Trigonometric Ratios Trigonometry is used in many fields, such as construction, surveying, engineering, navigating and many other areas in research as experimental physics.

Trigonometry involves right-angled triangle extensively and there are ratios between the three sides that are useful in many ways. In order to refer to these ratios, the sides are named in relation to the angle being studied:

• the hypotenuse is the longest side, and is always opposite the right angle
• the side opposite to the studied angle marked ' $\theta$' (theta) is the opposite
• the adjacent side is next to the angle marked ' $\theta$'

The trigonometric ratios are: $\sin{\theta} =\cfrac { opposite }{ hypotenuse } \qquad \leftarrow Sine\\ \\ \cos{\theta} =\cfrac { adjacent }{ hypotenuse } \qquad \leftarrow Cosine\\ \\ \tan{\theta} =\cfrac { opposite }{ adjacent } \qquad \quad \leftarrow Tangent$

You may have seen these ratios in your scientific calculators. To remember these ratios easily, use the abbreviations: SOH CAH TOA.

MATERIAL SHOWN »
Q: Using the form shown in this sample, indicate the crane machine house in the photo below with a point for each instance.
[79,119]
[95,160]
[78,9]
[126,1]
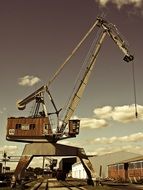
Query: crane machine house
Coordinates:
[38,126]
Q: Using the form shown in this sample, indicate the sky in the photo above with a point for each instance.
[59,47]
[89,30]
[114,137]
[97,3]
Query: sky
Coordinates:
[36,38]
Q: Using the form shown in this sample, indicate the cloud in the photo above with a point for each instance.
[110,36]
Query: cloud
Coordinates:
[122,114]
[130,138]
[28,80]
[120,3]
[8,149]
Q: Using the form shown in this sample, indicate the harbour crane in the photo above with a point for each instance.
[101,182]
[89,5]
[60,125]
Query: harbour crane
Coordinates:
[37,128]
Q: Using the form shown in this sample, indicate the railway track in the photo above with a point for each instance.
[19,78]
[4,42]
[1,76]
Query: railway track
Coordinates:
[53,184]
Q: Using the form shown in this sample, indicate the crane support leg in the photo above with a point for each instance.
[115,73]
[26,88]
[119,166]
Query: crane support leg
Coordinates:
[20,169]
[51,149]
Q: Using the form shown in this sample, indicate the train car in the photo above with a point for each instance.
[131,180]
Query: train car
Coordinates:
[28,128]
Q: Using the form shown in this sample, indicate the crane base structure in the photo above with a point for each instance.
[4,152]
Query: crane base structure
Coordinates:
[51,149]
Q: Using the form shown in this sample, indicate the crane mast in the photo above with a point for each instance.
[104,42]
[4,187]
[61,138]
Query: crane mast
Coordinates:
[107,28]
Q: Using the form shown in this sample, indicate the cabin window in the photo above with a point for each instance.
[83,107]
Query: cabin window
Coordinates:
[32,126]
[18,126]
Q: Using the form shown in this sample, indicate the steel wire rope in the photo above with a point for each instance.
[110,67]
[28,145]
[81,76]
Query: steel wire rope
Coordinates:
[72,53]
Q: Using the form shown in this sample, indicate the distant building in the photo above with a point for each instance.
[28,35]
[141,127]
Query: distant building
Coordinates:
[101,163]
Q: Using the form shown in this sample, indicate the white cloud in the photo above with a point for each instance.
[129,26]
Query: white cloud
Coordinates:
[122,114]
[28,80]
[120,3]
[130,138]
[93,123]
[104,112]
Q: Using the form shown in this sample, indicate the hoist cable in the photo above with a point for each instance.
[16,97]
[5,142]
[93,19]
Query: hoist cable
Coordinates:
[134,89]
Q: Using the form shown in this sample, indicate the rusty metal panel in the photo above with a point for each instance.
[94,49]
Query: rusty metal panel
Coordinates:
[23,127]
[74,127]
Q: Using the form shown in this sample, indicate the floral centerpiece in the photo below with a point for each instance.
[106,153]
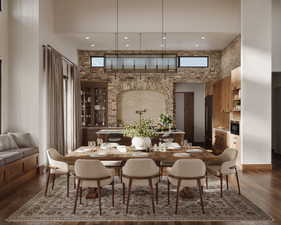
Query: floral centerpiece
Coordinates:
[140,132]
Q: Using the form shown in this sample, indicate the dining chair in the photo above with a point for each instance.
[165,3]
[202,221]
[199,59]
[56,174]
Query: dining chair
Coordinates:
[187,173]
[224,166]
[92,174]
[56,167]
[140,172]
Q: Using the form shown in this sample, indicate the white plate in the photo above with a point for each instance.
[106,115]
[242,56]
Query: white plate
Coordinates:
[194,150]
[181,154]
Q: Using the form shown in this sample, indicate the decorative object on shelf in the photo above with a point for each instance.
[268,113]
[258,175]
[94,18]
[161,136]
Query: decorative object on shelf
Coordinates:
[140,132]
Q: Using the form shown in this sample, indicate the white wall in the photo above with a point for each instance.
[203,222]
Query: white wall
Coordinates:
[145,16]
[199,108]
[4,58]
[256,81]
[276,35]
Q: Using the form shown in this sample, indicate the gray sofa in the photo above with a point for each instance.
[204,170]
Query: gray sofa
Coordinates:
[15,146]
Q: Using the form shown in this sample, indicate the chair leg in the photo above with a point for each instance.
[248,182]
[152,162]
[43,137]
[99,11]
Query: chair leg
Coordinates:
[237,179]
[226,177]
[54,179]
[177,200]
[99,193]
[168,184]
[76,197]
[201,195]
[152,195]
[124,192]
[67,185]
[81,195]
[129,192]
[112,192]
[47,182]
[221,182]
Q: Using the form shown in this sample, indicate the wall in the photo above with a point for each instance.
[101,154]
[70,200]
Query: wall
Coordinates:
[86,16]
[276,34]
[4,58]
[199,108]
[256,69]
[231,57]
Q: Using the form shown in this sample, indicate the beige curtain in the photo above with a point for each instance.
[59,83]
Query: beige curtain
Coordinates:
[55,103]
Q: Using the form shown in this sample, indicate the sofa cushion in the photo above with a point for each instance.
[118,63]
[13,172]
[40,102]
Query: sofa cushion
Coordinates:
[23,140]
[27,151]
[9,157]
[7,142]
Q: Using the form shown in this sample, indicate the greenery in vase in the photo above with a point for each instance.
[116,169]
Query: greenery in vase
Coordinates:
[166,120]
[142,128]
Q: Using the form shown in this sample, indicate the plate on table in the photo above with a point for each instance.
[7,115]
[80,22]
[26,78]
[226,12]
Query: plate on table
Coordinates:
[194,150]
[181,154]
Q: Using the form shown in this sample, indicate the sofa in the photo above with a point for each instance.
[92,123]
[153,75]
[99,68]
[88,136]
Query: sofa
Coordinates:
[18,159]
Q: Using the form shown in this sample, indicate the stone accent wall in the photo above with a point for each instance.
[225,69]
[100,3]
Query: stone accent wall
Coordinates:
[163,83]
[231,57]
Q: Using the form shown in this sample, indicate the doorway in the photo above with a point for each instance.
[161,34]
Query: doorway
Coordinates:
[185,114]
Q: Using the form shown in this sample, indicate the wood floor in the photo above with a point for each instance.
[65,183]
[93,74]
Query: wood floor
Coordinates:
[263,188]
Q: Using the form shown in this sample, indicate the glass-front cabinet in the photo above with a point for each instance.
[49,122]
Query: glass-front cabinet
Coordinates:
[94,104]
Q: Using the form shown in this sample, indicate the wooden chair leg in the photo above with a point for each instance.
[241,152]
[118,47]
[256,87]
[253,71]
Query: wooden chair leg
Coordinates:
[168,184]
[47,182]
[226,177]
[76,197]
[124,192]
[99,193]
[152,195]
[221,182]
[201,194]
[129,193]
[237,179]
[67,185]
[54,179]
[112,192]
[177,200]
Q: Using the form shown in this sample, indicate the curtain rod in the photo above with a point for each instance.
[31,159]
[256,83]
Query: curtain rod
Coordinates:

TASK STATEMENT »
Can you print the part of the trigonometric ratios text starting with "Trigonometric Ratios Trigonometry" and going on through "as experimental physics.", word for word?

CORRECT ANSWER »
Trigonometric Ratios Trigonometry is used in many fields, such as construction, surveying, engineering, navigating and many other areas in research as experimental physics.